◆ DATA FOR THE TASK
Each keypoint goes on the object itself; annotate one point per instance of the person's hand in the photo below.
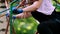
(7, 14)
(14, 17)
(16, 11)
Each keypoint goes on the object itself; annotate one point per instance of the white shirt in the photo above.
(46, 7)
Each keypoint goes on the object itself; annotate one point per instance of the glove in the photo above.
(14, 17)
(7, 15)
(16, 11)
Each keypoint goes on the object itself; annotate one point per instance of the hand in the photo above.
(7, 15)
(16, 11)
(14, 17)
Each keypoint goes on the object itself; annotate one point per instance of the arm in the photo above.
(33, 7)
(6, 3)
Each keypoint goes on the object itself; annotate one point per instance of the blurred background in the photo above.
(21, 26)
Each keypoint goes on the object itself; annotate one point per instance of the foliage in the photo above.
(25, 26)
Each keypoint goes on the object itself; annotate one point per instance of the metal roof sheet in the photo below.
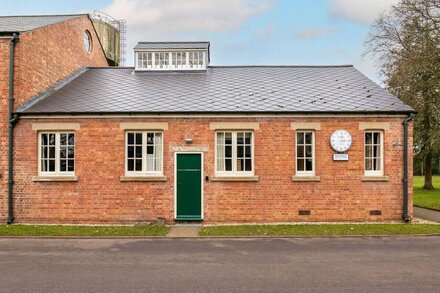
(171, 45)
(31, 22)
(234, 89)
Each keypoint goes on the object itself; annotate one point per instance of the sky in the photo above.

◆ REQUIRED ACTION
Give back the full listing exactly as written, only without its pictures.

◆ WRITTEN ANSWER
Each keypoint goes on the object itself; annotate one point per instance of the person's hand in the photo below.
(7, 14)
(14, 17)
(16, 11)
Each keypoint goes on the object itself; annotate one point per instance of the white shirt in the photo above.
(46, 7)
Each keypoint goes on the object itself; annotate one point per instance of the glove in the photo above.
(14, 17)
(7, 15)
(16, 11)
Each keypoint goes on the object itself; annotate one point per instance of the hand in the photo above.
(7, 15)
(16, 11)
(14, 17)
Each keypoint goes on the object itself; annotate one point per instance of the arm in the photo above.
(33, 7)
(6, 3)
Each keypoint goes on the object itself; annotate one point per instance of the blurred background in the photo above.
(21, 26)
Each keypoint goes on the object itself; annotate one point per instance of the foliage in the photo above.
(25, 26)
Each keypoint goes on the object itself; annotate one point per instance of the metal roof sheet in the photo below.
(171, 45)
(31, 22)
(234, 89)
Each keypoint goes on the object itself; annotate one point per instance of the sky in the photo above.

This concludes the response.